УКАЗАНИЕ: Измените эти строки, заменив везде «Target» на «Label». Больше ничего не трогайте.

ИСХОДНЫЕ ДАННЫЕ:
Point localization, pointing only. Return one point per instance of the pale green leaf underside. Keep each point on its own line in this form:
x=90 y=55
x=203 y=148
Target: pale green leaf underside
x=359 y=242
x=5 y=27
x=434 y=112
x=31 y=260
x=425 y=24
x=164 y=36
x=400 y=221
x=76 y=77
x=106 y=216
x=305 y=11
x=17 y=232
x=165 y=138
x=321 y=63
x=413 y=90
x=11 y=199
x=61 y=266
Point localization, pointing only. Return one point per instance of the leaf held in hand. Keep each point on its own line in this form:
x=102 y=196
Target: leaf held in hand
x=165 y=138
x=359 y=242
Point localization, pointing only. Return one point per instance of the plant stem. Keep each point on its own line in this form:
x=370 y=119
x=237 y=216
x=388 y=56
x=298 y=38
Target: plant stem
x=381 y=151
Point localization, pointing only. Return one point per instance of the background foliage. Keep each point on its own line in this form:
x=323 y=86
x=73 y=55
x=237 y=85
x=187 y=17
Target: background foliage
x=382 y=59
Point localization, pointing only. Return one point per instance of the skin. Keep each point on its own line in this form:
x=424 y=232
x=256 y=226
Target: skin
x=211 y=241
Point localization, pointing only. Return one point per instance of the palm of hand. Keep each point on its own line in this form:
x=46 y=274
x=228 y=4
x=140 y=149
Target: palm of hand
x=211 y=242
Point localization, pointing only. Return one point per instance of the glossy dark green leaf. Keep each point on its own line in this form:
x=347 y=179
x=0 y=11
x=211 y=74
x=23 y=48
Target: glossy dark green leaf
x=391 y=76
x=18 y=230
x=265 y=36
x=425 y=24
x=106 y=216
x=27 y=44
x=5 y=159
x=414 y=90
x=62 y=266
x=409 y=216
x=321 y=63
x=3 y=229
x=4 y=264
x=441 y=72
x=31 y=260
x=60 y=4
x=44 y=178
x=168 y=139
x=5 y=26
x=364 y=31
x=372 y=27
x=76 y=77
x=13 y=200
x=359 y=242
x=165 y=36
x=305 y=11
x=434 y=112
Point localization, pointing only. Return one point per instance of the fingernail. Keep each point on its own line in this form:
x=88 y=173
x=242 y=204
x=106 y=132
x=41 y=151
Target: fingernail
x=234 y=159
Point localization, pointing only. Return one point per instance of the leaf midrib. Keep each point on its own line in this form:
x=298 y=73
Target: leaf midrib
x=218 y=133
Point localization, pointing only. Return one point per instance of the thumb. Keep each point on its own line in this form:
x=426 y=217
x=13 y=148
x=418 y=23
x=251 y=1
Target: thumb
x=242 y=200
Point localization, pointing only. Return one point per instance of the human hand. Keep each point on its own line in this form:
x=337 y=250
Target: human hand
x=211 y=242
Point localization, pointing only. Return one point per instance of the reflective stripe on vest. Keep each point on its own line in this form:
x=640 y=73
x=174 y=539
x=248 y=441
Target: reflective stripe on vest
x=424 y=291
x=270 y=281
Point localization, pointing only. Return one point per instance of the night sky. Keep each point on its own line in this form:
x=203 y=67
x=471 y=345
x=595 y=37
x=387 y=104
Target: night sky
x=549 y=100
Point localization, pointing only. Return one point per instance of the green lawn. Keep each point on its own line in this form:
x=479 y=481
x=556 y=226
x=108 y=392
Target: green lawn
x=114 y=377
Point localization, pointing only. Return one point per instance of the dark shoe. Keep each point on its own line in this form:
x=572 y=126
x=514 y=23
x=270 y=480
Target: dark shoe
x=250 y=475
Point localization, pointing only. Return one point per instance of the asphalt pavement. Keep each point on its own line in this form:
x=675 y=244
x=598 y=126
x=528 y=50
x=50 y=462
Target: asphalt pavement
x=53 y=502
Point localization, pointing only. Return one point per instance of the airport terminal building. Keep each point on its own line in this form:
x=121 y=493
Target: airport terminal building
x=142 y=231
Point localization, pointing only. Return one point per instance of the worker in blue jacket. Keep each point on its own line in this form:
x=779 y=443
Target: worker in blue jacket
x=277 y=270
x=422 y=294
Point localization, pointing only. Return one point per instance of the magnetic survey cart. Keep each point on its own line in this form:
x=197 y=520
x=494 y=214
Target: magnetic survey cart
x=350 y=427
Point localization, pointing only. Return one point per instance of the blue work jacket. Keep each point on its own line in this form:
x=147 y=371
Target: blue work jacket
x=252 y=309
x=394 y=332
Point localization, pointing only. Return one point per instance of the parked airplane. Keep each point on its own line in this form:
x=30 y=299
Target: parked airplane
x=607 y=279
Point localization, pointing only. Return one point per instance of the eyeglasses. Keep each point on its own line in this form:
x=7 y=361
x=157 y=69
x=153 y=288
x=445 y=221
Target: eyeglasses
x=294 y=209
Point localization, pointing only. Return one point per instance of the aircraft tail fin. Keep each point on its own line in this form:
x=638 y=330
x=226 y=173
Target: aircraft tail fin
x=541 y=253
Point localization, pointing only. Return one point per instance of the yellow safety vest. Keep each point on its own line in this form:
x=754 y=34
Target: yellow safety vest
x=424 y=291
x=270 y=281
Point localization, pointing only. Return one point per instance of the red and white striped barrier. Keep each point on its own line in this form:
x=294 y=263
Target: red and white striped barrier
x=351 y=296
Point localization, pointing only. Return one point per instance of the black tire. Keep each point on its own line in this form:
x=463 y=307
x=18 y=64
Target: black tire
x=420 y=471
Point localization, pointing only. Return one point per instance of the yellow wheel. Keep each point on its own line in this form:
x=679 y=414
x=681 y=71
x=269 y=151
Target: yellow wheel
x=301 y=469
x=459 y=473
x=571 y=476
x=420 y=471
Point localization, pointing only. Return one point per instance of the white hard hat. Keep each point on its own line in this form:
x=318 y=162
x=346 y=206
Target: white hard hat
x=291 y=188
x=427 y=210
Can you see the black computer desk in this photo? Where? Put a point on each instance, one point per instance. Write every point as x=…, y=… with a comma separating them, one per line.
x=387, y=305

ИТОГОВЫЙ ОТВЕТ:
Point localization, pointing only. Return one point per instance of the pale green leaf underside. Keep each point on its own line in this form:
x=90 y=55
x=203 y=148
Label: pale green leaf underside
x=359 y=242
x=5 y=27
x=434 y=112
x=31 y=260
x=425 y=24
x=164 y=36
x=400 y=221
x=76 y=77
x=106 y=216
x=305 y=11
x=17 y=232
x=165 y=138
x=321 y=63
x=413 y=90
x=11 y=199
x=61 y=266
Point localization, pointing only. Return one point per instance of the leaf held in hand. Keep each point on its own line in this form:
x=102 y=196
Label: leaf held in hand
x=165 y=138
x=359 y=242
Point localization, pointing only. Return one point per instance of the plant stem. Keep each point on its own line in this form:
x=370 y=119
x=237 y=216
x=388 y=56
x=298 y=38
Label: plant stem
x=381 y=151
Point localization, pointing only. Return one point per instance of the background foliage. Keep each point on its own line in this form:
x=323 y=86
x=73 y=55
x=237 y=85
x=187 y=17
Label: background foliage
x=382 y=59
Point localization, pointing only. Return one point per instance of the skin. Keep each point on its own line in this form:
x=424 y=232
x=256 y=226
Label: skin
x=211 y=241
Point localization, pointing only. Return one point per instance of the palm of hand. Keep each point on its own line in this form:
x=46 y=274
x=228 y=4
x=140 y=149
Label: palm of hand
x=211 y=242
Point localization, pointing only. Return one point per instance of the glossy dark green leaf. Keep each point on its own line in this form:
x=347 y=179
x=0 y=11
x=211 y=74
x=23 y=48
Label: glossy dark green leaf
x=391 y=76
x=18 y=230
x=265 y=36
x=425 y=24
x=106 y=216
x=27 y=44
x=5 y=159
x=414 y=90
x=62 y=266
x=409 y=216
x=321 y=63
x=3 y=229
x=4 y=264
x=441 y=72
x=31 y=260
x=60 y=4
x=44 y=178
x=168 y=139
x=5 y=26
x=364 y=31
x=372 y=27
x=76 y=77
x=13 y=200
x=359 y=242
x=165 y=36
x=305 y=11
x=434 y=112
Point localization, pointing only. Return one point per instance of the fingernail. Keep each point on its own line in this form:
x=88 y=173
x=242 y=204
x=106 y=132
x=41 y=151
Label: fingernail
x=234 y=159
Point localization, pointing only. Return one point per instance of the leaf midrib. Keep each point on its own line in this form:
x=298 y=73
Label: leaf midrib
x=218 y=133
Point localization, pointing only. Return one point per instance of the thumb. Keep each point on its own line in this form:
x=426 y=217
x=13 y=148
x=418 y=23
x=251 y=1
Label: thumb
x=242 y=200
Point localization, pointing only. Return one point per instance of the human hand. Keep each point on its own line in this form:
x=337 y=250
Label: human hand
x=211 y=242
Point localization, pointing only. Return one point per instance of the reflective stripe on vest. Keep each point on its own line in this form:
x=640 y=73
x=174 y=539
x=248 y=441
Label: reflective stripe on vest
x=424 y=291
x=270 y=281
Point localization, pointing only. Return one point per instance of the night sky. Keep each point on its own line in this form:
x=203 y=67
x=471 y=345
x=595 y=37
x=387 y=104
Label: night sky
x=549 y=100
Point localization, pointing only. Return one point per instance of the green lawn. Keep each point on its own line in this form:
x=479 y=481
x=556 y=226
x=108 y=392
Label: green lawn
x=114 y=377
Point localization, pointing only. Return one point per instance of the dark shoe. Keep each point on its own line in this form:
x=572 y=126
x=514 y=23
x=270 y=480
Label: dark shoe
x=250 y=475
Point localization, pointing only. Return one point per instance of the asphalt pavement. Keep each point on its own line in this form:
x=675 y=244
x=598 y=126
x=528 y=50
x=50 y=462
Label: asphalt pavement
x=53 y=502
Point localization, pointing only. Return one point per instance of the airport terminal building. Keep each point on its own line in this form:
x=121 y=493
Label: airport terminal building
x=142 y=231
Point localization, pointing only. Return one point per instance of the worker in blue jacket. Keep each point on its own line in this form:
x=779 y=443
Label: worker in blue jacket
x=277 y=270
x=422 y=294
Point localization, pointing only. Return one point per instance of the magnetic survey cart. Keep each point on its own line in this form:
x=197 y=520
x=494 y=214
Label: magnetic survey cart
x=350 y=427
Point localization, pointing only. Return one point per instance of the blue work jacket. Keep each point on its own line in this form:
x=147 y=371
Label: blue work jacket
x=252 y=309
x=394 y=332
Point localization, pointing only. Return one point per instance of the parked airplane. Keep each point on its own line in this form:
x=30 y=299
Label: parked airplane
x=607 y=279
Point localization, pointing only. Return one point per instance of the eyeglasses. Keep each point on its own line in this form:
x=7 y=361
x=157 y=69
x=153 y=288
x=445 y=221
Label: eyeglasses
x=294 y=209
Point localization, pointing only. Return one point per instance of the aircraft tail fin. Keep each point on its own line in this form:
x=638 y=330
x=226 y=173
Label: aircraft tail fin
x=541 y=253
Point localization, pointing only. Return one point per instance of the yellow safety vest. Keep each point on its own line in this form:
x=754 y=34
Label: yellow safety vest
x=424 y=291
x=270 y=281
Point localization, pointing only. Return one point per instance of the red and white striped barrier. Keep each point on its own line in this form:
x=294 y=263
Label: red and white striped barrier
x=351 y=296
Point localization, pointing only. Return one point per instance of the black tire. Keep each point on its own line in this form:
x=463 y=307
x=18 y=64
Label: black tire
x=420 y=471
Point localization, pointing only. Return one point per instance of the yellow wheel. Keep each point on its own line in this form:
x=679 y=414
x=681 y=71
x=269 y=151
Label: yellow wheel
x=301 y=469
x=459 y=473
x=571 y=476
x=420 y=471
Point localization, pointing only. Return one point per instance of the white hard hat. Keep each point on its own line in this form:
x=318 y=162
x=346 y=206
Label: white hard hat
x=291 y=188
x=427 y=210
Can you see the black computer desk in this photo? Where? Put a point on each instance, one point per instance. Write every point as x=…, y=… with a comma separating them, one per line.
x=387, y=305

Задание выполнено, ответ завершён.